Referring expression data:
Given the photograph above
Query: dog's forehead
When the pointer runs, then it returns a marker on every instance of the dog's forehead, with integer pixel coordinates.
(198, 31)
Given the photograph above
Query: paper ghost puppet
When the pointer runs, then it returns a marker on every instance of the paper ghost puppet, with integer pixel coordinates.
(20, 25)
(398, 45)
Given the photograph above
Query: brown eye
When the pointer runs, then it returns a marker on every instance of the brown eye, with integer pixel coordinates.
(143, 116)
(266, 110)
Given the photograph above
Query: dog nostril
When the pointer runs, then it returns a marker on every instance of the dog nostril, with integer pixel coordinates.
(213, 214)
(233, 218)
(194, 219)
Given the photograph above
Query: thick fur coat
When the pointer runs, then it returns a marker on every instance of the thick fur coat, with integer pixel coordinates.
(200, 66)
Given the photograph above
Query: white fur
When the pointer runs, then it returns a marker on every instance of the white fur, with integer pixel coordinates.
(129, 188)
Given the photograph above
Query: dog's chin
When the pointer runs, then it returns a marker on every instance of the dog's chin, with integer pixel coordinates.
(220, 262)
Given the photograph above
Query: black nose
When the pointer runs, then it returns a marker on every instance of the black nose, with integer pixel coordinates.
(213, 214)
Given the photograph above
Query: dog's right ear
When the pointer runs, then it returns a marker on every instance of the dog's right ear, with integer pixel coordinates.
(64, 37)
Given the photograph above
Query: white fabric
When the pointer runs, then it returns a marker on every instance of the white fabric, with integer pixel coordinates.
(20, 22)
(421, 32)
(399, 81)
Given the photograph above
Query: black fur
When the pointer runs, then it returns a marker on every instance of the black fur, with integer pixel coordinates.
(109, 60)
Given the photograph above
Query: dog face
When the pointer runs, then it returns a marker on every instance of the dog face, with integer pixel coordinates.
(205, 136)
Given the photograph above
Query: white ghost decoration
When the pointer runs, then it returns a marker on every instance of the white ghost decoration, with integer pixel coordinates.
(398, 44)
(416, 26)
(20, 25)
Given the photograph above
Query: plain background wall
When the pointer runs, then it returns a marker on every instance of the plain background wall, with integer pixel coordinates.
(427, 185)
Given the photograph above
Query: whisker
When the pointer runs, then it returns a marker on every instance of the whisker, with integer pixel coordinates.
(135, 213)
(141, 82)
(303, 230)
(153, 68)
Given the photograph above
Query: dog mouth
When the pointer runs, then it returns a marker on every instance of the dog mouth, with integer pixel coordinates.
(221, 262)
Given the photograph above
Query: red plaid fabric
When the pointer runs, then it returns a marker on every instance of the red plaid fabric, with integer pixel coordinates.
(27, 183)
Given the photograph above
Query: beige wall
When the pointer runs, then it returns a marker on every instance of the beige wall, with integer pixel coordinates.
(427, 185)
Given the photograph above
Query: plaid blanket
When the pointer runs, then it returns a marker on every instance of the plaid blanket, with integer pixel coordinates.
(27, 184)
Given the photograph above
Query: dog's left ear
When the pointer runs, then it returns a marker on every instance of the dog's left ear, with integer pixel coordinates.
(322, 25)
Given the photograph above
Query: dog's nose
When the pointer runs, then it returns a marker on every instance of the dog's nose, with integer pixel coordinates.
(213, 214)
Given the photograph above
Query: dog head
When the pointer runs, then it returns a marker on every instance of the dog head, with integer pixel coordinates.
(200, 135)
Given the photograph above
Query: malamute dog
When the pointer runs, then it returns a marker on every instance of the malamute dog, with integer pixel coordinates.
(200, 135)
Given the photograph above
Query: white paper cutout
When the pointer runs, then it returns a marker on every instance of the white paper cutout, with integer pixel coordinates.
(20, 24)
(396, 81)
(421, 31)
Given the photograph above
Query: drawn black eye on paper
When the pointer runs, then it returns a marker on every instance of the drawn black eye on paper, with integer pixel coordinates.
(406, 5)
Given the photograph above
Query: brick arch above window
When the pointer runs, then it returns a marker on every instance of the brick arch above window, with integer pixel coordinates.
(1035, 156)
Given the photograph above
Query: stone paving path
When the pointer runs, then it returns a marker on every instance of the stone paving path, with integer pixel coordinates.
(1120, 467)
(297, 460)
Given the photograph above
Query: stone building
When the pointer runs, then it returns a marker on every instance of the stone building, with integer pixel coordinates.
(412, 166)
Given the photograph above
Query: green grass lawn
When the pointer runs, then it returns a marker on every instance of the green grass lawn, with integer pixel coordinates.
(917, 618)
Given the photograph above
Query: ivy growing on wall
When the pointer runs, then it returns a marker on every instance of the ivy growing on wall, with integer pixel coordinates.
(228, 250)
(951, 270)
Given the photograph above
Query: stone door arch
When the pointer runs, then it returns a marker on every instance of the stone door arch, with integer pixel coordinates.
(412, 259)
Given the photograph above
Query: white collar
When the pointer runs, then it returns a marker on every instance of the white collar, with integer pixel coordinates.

**EXERCISE**
Across the entries above, find each line with the word "collar" and please copy it out.

**ANSWER FOR THIS EXERCISE**
Query: white collar
When the pointer runs, then it returns a marker on every instance of the white collar, with integer pixel coordinates.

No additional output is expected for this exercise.